TEXT SHOWN:

^^^^

Wednesday, October 26, 2011

Mary Mack Mack Mack by Sheila Rocha

For me, there was a great deal of nostalgia reading Mullen's chapter on childrens' rhymes that echoed memories of the Black power movement of the early 70's. I was part of that movement as a young woman of color--being Tarasco, Mexican, Chicano, Indian whatever one might call me...and mixed with more.  In the eyes of the kids I went to high school with, as we fought for ethnic studies and Black literature classes, all they knew was that I was mixed, I was of color and I belonged with them. The context of the verses resonated first and foremost with us in the assertion of voice, the word and the image it produced.  We rioted-whatever that means.  We walked out.  We got the first Black theater production in Omaha Public School history.  Lorraine Hansberry's "To Be Young Gifted & Black".
           Mary Mack Mack Mack
           All dressed in Black Black Black
           With silver buttons buttons buttons
           All down her back, back, back
And it was all in the context of Hansberry's pledge that in the words of Nina Simone, "There are millions of girls and boys, who are young, gifted & black--And that's a fact!"  That was a source of inspiration for all of us kids of color.  Didn't matter what color--we all shared the same deep desire to be acknowledged as gifted.  Our brown shades of skin, a thing of beauty, and our cultures were embodied in the voices of revolution like James Brown "I'm Black and I'm Proud",  Nina Simone, Curtis Mayfield and Aretha Franklin.  Mullens asks the question, did these children understand the political meaning of the verses?   On some level we did.  But it was the freedom to assert the icons postured in the body of the verses--that and the joke, the play on words.  Consequently, about 12 years ago I founded the longest running African American Theater ensemble in Omaha history and I named it Young, Gifted & Black in honor of Lorraine Hansberry and all the brothers and sisters who accepted me and allowed me to be part of the struggle.  The image in this post is from an Ananzi play (talk about folk tales) we did back in about 2008.  These young people are the product of the struggle we went through in the early seventies.

^^^^

[Records of labeled points]
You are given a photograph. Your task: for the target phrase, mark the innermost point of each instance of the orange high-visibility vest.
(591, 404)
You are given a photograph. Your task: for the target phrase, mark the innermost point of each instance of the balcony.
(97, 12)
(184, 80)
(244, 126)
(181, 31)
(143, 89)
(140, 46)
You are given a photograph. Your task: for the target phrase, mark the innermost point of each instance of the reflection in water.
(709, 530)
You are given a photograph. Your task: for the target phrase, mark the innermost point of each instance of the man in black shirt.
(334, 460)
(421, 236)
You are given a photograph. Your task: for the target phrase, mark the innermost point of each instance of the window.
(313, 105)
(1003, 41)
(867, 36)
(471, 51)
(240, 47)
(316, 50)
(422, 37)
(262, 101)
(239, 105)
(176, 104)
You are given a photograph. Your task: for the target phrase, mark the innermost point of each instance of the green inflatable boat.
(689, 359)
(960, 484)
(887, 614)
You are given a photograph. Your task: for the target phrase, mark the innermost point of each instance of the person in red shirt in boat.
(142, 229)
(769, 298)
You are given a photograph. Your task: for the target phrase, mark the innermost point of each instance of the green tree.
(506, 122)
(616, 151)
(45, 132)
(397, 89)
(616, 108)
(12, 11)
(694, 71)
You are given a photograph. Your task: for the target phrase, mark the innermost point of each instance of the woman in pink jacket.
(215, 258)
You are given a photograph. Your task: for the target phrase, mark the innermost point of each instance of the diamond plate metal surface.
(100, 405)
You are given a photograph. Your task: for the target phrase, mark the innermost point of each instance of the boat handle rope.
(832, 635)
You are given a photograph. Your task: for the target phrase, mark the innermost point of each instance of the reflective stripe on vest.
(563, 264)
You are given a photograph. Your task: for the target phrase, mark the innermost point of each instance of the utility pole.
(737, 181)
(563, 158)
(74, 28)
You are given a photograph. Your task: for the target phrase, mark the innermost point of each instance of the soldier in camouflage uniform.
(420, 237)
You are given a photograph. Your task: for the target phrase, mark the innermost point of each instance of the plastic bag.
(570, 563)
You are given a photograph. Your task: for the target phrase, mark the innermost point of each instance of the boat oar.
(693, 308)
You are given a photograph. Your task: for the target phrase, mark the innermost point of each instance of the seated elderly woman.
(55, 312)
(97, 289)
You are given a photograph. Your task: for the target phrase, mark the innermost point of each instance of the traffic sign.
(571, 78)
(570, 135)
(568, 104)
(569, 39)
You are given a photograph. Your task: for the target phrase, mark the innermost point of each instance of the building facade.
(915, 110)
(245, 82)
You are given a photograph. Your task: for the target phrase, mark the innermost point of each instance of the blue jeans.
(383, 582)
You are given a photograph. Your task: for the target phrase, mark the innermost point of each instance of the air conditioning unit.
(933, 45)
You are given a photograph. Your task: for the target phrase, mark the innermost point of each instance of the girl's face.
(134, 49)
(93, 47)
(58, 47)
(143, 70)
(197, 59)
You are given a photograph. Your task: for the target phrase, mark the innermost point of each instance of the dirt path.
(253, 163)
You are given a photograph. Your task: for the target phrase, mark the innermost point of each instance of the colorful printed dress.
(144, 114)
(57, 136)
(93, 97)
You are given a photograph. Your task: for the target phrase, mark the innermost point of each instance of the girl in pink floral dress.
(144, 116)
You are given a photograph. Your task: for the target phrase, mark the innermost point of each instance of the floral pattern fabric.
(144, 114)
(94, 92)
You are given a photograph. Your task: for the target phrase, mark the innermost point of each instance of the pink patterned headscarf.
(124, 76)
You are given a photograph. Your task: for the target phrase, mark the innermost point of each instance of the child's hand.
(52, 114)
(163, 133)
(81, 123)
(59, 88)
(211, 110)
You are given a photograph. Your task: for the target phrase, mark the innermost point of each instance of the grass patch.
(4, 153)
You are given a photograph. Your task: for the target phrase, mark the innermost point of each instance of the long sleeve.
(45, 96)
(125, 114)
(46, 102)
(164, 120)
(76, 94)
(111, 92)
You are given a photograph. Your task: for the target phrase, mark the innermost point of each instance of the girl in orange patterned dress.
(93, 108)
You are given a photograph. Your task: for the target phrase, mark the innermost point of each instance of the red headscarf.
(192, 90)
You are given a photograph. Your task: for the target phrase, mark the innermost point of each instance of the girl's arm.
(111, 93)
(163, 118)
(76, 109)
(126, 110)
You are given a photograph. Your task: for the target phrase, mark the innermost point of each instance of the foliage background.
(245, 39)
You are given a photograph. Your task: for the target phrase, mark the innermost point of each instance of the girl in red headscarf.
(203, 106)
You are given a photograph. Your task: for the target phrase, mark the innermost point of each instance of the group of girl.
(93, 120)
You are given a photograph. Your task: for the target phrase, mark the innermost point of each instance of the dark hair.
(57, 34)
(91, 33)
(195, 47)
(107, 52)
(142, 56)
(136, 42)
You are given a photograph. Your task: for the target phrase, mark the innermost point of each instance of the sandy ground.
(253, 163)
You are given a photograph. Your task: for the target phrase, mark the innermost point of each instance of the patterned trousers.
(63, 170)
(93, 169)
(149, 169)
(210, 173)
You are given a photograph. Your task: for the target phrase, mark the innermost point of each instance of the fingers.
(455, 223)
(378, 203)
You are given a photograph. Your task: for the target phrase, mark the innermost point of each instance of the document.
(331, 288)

^^^^

TASK REQUIREMENTS:
(A) In the post about the Mary Mack rhyme, what was the first Black theater production in Omaha Public School history?
(B) Write the next part of the post about the Mary Mack rhyme, starting after its final sentence.

SOLVED TASKS:
(A) Lorraine Hansberry's "To Be Young Gifted & Black".

(B)
I have to mention Mullen's  "self-aware escape into fantasy".  It was truly just trickster gaming on many levels.  We tricked, we learned language in multiple ways in order to suggest, prod or simply play (159). All of this arose directly out of the Jim Crow our parents endured as well as the more subtle forms of racism that bit at our heels.

Now for my children in the early 1990's, the rhymes were something different.  I never learned the hand claps--they embraced the hand claps and it became a motor-skill challenge--a neighborhood game of action.  All children of the inner-city of Omaha learned these rhymes.  Icons such as James Brown were sidewalk celebrations of culture and meaning that remained as significant (and to a broader audience now) as it did for those of us two decades before.  Representation...and the forms it takes.

And by the way.  I talked with my daughter this evening and she corrected Mullens (156)...she laughed and said, "we did it our way".  And that's about it--the song is always the same, it's just transposed into the right key for the kids on the corner.

I went downtown
To see James Brown
He game me a nickel,
To buy me a pickel,
The pickel was sour,
So he bought me a flower
The flower was dead
So this is what I said--
               (here's where regionality influences the verse)
Nicky nacky number nine
Going down Chicago line
Now let's get the rhythm of the head
ding dong
(move head)
Now we got the rhythm of the head
(move head)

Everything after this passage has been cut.